* DIRECTION
Copy the material character for character, from its very first line down through the line that contains "(170, 95), (274, 187)", including both of those lines.

:::::

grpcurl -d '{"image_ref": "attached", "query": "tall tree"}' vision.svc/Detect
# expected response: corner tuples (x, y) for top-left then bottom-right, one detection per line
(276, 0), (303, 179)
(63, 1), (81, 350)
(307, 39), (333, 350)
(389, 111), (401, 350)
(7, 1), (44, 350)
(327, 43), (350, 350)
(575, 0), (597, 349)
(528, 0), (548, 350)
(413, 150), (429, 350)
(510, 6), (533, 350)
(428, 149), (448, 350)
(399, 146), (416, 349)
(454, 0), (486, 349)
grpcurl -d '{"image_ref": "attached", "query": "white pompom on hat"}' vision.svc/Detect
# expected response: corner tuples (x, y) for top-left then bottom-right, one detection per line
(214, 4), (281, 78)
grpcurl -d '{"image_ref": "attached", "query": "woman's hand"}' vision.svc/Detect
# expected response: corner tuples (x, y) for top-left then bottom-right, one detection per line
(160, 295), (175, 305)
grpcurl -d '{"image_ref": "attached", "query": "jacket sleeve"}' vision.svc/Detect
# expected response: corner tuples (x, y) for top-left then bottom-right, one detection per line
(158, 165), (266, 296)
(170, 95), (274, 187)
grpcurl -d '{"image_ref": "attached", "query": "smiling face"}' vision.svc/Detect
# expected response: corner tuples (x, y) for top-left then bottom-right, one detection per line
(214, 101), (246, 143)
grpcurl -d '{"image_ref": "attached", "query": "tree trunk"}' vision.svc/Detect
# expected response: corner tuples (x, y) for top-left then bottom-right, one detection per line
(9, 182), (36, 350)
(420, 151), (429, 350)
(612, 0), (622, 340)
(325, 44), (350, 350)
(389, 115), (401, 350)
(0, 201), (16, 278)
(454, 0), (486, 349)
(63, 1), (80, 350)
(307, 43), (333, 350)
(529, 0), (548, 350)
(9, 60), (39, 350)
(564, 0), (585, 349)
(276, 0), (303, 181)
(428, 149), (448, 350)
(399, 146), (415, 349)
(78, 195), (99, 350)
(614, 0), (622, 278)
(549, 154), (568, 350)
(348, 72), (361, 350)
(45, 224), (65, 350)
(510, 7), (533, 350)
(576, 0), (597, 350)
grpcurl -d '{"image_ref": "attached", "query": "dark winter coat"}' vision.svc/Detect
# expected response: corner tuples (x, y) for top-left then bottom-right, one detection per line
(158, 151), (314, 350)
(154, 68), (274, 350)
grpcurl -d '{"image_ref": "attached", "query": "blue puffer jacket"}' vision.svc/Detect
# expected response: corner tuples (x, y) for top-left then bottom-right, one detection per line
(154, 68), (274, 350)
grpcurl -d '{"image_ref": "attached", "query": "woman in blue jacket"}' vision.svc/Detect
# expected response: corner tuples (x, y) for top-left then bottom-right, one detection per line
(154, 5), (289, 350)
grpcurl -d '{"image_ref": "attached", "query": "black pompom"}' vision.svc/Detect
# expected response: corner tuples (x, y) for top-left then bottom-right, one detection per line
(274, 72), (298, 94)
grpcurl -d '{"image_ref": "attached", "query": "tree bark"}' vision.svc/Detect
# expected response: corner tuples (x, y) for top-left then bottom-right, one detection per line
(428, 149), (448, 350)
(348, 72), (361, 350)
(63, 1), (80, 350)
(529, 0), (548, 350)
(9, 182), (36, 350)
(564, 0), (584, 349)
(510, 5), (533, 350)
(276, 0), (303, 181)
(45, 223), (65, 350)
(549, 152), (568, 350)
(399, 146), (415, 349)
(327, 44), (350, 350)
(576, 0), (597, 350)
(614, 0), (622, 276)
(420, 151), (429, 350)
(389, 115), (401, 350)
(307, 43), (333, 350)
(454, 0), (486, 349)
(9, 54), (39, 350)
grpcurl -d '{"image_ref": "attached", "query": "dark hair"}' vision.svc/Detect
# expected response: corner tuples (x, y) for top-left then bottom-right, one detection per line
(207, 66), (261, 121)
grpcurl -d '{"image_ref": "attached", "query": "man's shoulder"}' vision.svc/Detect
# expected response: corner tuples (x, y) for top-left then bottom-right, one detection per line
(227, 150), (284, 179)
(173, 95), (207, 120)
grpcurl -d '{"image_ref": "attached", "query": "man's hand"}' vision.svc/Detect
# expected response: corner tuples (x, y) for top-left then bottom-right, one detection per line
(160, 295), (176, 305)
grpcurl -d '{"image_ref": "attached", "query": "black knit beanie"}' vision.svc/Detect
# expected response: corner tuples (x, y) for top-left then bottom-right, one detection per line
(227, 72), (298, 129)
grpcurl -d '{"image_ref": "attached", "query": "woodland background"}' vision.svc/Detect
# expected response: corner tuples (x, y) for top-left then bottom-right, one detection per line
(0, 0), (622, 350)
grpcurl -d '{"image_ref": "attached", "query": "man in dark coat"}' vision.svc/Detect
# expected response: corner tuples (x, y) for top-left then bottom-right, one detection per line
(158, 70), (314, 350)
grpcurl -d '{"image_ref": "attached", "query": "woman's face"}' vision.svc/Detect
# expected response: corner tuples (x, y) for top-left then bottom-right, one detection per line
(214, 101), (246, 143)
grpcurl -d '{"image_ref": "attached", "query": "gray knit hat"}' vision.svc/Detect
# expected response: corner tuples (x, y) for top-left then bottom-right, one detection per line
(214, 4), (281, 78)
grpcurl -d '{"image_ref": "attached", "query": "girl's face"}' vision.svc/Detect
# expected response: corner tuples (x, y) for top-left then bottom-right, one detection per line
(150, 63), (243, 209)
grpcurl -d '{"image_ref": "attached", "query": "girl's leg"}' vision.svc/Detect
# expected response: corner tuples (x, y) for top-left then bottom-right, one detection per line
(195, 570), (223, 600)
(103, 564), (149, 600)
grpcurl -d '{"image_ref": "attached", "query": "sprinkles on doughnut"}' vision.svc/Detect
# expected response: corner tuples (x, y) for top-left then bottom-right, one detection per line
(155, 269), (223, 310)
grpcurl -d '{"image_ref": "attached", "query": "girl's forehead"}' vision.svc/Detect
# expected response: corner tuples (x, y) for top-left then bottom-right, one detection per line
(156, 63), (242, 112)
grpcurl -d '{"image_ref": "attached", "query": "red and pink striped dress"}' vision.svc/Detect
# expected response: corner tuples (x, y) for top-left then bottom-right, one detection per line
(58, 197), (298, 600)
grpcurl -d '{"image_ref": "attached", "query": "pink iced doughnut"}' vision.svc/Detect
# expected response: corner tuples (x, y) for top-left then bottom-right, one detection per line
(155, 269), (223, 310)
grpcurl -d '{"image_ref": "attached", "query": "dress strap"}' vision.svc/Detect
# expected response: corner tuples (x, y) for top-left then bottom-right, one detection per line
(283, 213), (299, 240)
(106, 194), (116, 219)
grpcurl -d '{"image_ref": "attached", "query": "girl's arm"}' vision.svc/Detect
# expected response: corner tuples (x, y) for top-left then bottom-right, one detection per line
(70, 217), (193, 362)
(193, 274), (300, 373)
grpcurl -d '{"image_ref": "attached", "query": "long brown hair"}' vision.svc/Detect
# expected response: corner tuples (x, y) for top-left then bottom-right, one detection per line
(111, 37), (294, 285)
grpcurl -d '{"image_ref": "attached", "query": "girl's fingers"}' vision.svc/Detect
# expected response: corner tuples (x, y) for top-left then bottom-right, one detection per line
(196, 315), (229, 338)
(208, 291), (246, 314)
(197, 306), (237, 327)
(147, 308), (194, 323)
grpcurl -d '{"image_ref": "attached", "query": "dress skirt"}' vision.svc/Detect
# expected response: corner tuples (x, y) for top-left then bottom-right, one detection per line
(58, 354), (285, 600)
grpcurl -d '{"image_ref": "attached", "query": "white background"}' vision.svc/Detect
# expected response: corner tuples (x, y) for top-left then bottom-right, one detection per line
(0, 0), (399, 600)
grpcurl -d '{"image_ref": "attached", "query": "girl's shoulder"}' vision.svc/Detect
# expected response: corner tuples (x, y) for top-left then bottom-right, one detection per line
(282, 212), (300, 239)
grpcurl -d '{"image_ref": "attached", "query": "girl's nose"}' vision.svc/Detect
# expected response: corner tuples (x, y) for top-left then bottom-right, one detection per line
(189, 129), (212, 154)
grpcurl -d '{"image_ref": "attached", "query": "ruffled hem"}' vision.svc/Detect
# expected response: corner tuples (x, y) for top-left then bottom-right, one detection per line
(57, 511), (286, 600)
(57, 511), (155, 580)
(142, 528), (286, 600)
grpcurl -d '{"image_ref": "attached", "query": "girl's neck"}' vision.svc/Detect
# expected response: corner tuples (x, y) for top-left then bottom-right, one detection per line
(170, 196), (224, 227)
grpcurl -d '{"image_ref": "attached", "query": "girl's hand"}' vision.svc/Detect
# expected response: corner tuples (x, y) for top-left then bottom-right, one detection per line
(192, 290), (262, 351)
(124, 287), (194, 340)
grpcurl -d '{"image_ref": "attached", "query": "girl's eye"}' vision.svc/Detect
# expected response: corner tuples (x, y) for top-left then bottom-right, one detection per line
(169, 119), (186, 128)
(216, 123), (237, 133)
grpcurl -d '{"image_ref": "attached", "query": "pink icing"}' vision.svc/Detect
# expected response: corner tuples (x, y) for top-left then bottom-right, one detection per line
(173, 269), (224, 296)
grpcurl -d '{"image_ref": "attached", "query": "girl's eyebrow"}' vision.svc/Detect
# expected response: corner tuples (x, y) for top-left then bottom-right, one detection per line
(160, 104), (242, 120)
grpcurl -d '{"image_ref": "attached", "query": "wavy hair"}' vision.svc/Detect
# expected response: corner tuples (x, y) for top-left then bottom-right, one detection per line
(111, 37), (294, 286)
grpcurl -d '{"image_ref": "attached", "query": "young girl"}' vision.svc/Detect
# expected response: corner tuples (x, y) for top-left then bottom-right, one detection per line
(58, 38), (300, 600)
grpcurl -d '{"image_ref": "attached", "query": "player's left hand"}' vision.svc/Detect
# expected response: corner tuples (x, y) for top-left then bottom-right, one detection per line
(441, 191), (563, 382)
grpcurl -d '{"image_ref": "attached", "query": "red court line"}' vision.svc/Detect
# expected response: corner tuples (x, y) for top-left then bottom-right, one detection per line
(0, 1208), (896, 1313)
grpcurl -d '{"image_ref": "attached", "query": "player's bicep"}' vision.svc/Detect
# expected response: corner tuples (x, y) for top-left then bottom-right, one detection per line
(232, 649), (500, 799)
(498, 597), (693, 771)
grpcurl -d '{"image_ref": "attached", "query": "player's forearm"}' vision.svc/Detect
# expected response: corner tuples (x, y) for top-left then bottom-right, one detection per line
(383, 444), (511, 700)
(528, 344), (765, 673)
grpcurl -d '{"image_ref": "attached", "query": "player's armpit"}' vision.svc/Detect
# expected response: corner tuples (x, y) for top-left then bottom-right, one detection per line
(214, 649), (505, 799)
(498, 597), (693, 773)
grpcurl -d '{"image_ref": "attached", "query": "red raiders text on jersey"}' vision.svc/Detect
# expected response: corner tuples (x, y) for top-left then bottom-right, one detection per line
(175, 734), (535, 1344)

:::::

* SOLUTION TO THIS PROBLEM
grpcurl -d '{"image_ref": "attached", "query": "tall tree"}' vision.svc/Detect
# expected response: corner tuples (x, y) for top-left then bottom-right, one detection per line
(276, 0), (303, 179)
(63, 1), (81, 350)
(307, 39), (333, 350)
(389, 111), (401, 350)
(7, 1), (44, 350)
(327, 43), (350, 350)
(575, 0), (597, 349)
(528, 0), (548, 350)
(413, 150), (429, 350)
(510, 6), (533, 350)
(428, 149), (448, 350)
(399, 146), (416, 349)
(454, 0), (486, 349)
grpcurl -d '{"image_ref": "attached", "query": "white pompom on hat"}' vision.svc/Detect
# expected response: corner tuples (x, y) for top-left then bottom-right, one detection per line
(214, 4), (281, 78)
grpcurl -d '{"image_ref": "attached", "query": "woman's hand"}' vision.svc/Detect
# expected response: corner tuples (x, y) for top-left then bottom-right, one detection per line
(160, 295), (175, 305)
grpcurl -d '{"image_ref": "attached", "query": "jacket sleeve"}' vision.svc/Detect
# expected response: corner tuples (x, y) for top-left then bottom-right, one detection per line
(158, 165), (266, 296)
(170, 95), (274, 187)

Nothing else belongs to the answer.